Direction: Transcribe every entry word for word. Skip the pictures.

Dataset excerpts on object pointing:

-- -- --

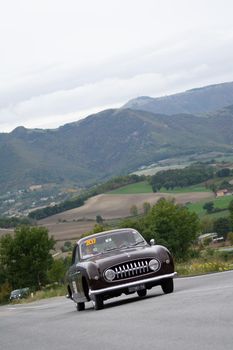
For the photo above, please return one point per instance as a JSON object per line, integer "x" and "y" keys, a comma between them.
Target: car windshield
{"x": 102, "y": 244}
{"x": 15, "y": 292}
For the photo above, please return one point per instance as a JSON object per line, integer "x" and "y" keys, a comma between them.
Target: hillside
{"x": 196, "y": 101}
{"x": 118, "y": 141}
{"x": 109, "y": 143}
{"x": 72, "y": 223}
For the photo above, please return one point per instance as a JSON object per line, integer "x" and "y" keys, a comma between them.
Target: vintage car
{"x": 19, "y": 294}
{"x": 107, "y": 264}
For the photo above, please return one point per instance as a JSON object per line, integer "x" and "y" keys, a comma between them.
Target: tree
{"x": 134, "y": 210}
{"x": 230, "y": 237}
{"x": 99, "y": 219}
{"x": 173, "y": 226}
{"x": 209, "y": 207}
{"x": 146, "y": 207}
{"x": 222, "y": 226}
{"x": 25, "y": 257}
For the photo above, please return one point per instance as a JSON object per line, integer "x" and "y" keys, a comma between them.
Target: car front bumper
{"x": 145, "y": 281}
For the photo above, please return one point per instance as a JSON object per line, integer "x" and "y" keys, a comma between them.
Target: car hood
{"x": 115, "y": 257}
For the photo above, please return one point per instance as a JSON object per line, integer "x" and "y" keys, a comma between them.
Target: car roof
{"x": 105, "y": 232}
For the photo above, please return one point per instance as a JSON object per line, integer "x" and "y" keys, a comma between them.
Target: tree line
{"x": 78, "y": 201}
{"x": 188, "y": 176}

-- -- --

Answer to the problem:
For the photo above, please return one point per instance as a JSON object per line, integer "x" and "y" keys, a comma between them.
Target: car windshield
{"x": 102, "y": 244}
{"x": 15, "y": 292}
For the photo above, please return one point per instance as a JSON object per line, integer "x" and "y" keys, a comma between them.
Target: hillside
{"x": 196, "y": 101}
{"x": 118, "y": 141}
{"x": 109, "y": 143}
{"x": 72, "y": 223}
For the photo above, please return one point per instance as a JSON object per line, integer "x" and "y" keys, a comma between them.
Target: vintage car
{"x": 19, "y": 294}
{"x": 107, "y": 264}
For the photo above, please return one point per instance as a JSON object per line, integer "x" and "y" keys, a comma between them.
Target: tree
{"x": 134, "y": 210}
{"x": 230, "y": 237}
{"x": 99, "y": 219}
{"x": 173, "y": 226}
{"x": 209, "y": 207}
{"x": 146, "y": 207}
{"x": 222, "y": 226}
{"x": 25, "y": 257}
For the photo above, please return one point per instance as a JSON object per line, integer "x" and "y" keys, a comma between them.
Target: car front bumper
{"x": 145, "y": 281}
For the photo above, please return one point per instance as a JSON object per line, integer "x" and "y" keys, a comma between them.
Target: car hood
{"x": 115, "y": 257}
For the photo above, please return one point per instance as a JSON object per line, integer "x" and "y" keys, a comma between them.
Target: car roof
{"x": 105, "y": 232}
For the photo above, please return one point per instance as a JSON object per line, integer "x" and "y" keys, a comma between them.
Target: tree line
{"x": 78, "y": 201}
{"x": 188, "y": 176}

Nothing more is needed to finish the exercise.